DATA LISTING:
○ ○ ○ ○ ○ ○ ○

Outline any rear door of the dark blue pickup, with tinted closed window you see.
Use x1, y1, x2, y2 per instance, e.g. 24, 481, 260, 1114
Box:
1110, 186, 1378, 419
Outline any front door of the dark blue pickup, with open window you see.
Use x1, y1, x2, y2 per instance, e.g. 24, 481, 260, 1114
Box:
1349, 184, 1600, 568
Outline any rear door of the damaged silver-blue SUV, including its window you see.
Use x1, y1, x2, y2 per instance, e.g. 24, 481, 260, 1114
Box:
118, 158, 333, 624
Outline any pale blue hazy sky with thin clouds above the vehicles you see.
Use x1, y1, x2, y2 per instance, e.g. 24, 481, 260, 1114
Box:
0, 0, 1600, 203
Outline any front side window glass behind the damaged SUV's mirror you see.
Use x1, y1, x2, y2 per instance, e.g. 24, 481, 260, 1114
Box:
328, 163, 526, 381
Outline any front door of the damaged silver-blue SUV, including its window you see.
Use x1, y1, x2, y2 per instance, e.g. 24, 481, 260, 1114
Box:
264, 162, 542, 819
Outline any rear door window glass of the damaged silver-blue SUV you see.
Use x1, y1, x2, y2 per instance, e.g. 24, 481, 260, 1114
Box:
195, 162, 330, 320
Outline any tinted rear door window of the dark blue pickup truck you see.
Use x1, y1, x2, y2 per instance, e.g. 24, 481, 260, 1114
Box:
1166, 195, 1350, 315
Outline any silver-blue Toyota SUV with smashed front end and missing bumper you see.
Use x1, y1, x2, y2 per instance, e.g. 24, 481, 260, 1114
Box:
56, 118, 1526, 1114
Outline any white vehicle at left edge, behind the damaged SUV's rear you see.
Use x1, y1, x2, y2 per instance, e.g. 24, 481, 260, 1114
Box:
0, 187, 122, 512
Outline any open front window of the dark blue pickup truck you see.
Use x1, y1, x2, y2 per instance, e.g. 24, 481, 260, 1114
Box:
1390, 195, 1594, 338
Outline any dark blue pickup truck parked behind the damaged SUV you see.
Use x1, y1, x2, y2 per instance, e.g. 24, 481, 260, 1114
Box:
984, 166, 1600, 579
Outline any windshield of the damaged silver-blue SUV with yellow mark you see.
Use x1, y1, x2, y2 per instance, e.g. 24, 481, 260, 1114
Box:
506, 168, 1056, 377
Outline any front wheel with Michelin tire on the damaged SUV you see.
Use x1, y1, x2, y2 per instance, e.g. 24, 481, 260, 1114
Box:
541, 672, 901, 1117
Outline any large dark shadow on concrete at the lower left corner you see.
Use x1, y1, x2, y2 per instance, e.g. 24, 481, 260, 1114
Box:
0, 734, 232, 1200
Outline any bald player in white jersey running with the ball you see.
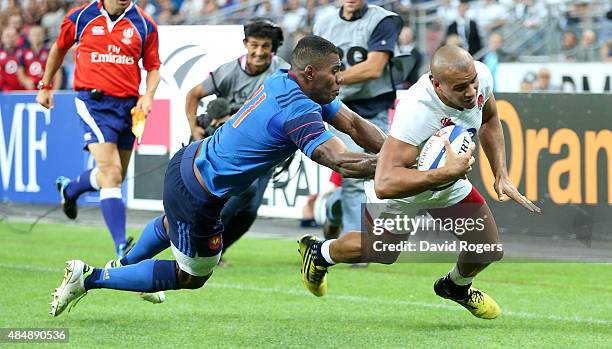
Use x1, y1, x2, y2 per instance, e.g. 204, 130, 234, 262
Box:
299, 46, 540, 319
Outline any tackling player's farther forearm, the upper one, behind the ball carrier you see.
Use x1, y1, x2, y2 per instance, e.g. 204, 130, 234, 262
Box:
330, 104, 387, 154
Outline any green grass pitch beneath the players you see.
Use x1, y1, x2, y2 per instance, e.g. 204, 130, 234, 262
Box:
0, 223, 612, 348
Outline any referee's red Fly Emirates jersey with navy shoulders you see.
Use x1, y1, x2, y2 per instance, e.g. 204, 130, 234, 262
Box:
57, 0, 160, 97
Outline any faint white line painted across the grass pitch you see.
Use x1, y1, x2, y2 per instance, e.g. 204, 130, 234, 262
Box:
0, 263, 612, 326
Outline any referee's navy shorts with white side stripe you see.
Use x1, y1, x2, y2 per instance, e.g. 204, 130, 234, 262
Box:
74, 91, 138, 150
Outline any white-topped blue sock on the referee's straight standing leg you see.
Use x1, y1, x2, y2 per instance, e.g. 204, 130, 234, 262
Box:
100, 188, 125, 249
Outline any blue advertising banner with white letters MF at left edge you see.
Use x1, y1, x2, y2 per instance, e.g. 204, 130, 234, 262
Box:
0, 92, 98, 204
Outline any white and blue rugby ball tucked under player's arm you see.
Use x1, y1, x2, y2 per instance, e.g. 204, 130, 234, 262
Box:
418, 125, 472, 191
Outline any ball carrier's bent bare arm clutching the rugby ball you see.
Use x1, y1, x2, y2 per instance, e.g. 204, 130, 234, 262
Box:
374, 136, 474, 199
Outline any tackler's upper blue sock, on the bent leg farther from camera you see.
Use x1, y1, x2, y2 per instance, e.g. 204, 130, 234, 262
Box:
121, 216, 170, 265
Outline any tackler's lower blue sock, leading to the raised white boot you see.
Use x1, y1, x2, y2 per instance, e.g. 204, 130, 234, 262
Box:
84, 259, 177, 292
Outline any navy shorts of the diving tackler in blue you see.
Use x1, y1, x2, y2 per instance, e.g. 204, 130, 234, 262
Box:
163, 141, 227, 258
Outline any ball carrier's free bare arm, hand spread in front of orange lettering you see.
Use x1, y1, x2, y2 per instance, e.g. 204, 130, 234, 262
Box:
478, 95, 541, 213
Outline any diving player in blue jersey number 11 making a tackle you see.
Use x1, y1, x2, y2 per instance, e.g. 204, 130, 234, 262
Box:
50, 36, 385, 316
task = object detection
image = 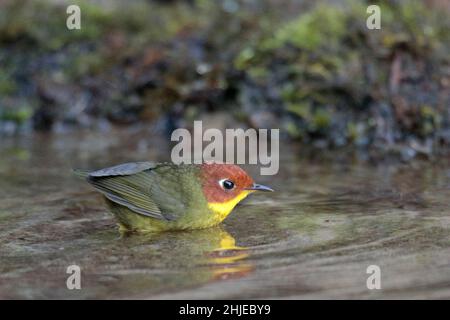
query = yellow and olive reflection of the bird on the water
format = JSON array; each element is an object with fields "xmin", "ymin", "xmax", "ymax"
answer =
[{"xmin": 121, "ymin": 226, "xmax": 254, "ymax": 283}]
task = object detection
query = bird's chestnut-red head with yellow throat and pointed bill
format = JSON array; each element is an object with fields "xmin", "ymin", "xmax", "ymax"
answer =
[{"xmin": 201, "ymin": 163, "xmax": 273, "ymax": 220}]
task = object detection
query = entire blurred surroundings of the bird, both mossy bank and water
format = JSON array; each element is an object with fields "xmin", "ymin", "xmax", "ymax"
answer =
[{"xmin": 0, "ymin": 0, "xmax": 450, "ymax": 299}]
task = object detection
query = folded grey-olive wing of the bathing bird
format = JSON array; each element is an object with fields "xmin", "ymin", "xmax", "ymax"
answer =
[{"xmin": 87, "ymin": 162, "xmax": 174, "ymax": 220}]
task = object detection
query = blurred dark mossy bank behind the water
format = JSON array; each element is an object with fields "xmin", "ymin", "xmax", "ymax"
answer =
[{"xmin": 0, "ymin": 0, "xmax": 450, "ymax": 160}]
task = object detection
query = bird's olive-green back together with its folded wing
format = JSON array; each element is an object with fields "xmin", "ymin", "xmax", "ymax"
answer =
[{"xmin": 87, "ymin": 162, "xmax": 208, "ymax": 221}]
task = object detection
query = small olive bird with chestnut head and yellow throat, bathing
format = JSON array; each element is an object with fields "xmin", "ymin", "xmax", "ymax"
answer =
[{"xmin": 74, "ymin": 162, "xmax": 273, "ymax": 232}]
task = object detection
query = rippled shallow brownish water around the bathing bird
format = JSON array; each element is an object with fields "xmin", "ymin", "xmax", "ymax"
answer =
[{"xmin": 0, "ymin": 132, "xmax": 450, "ymax": 299}]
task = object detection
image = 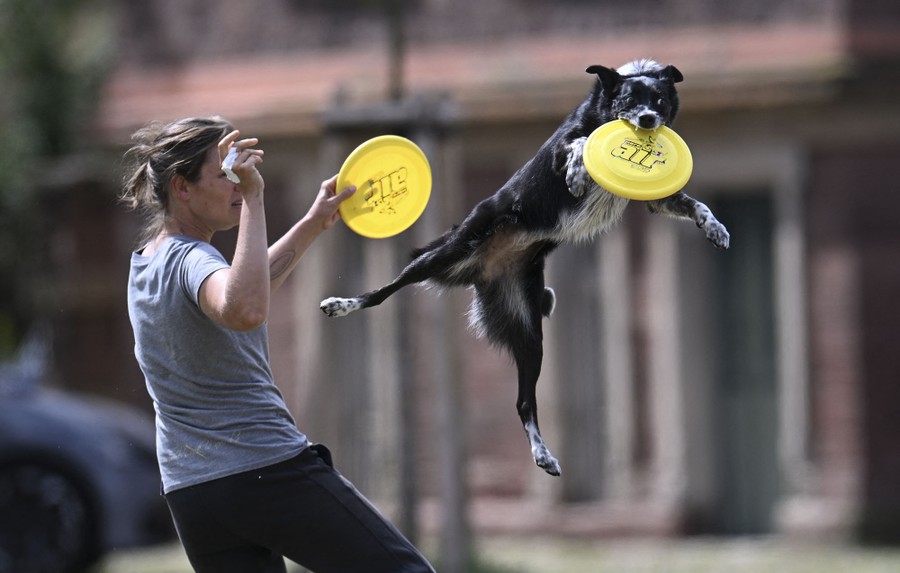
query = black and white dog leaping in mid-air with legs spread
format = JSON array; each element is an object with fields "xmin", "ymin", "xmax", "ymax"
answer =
[{"xmin": 320, "ymin": 60, "xmax": 730, "ymax": 475}]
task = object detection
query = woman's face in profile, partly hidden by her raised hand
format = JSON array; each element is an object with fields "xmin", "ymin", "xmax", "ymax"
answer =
[{"xmin": 187, "ymin": 147, "xmax": 243, "ymax": 233}]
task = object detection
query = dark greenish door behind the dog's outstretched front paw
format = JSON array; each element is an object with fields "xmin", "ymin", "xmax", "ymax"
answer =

○ ○ ○ ○ ○ ○ ○

EXERCISE PROMPT:
Show every line of the material that includes the string "tinted".

RESPONSE TO THIS TASK:
Outline any rear door of the dark blue pickup, with tinted closed window you see.
Outline any tinted rear door window of the dark blue pickup truck you see.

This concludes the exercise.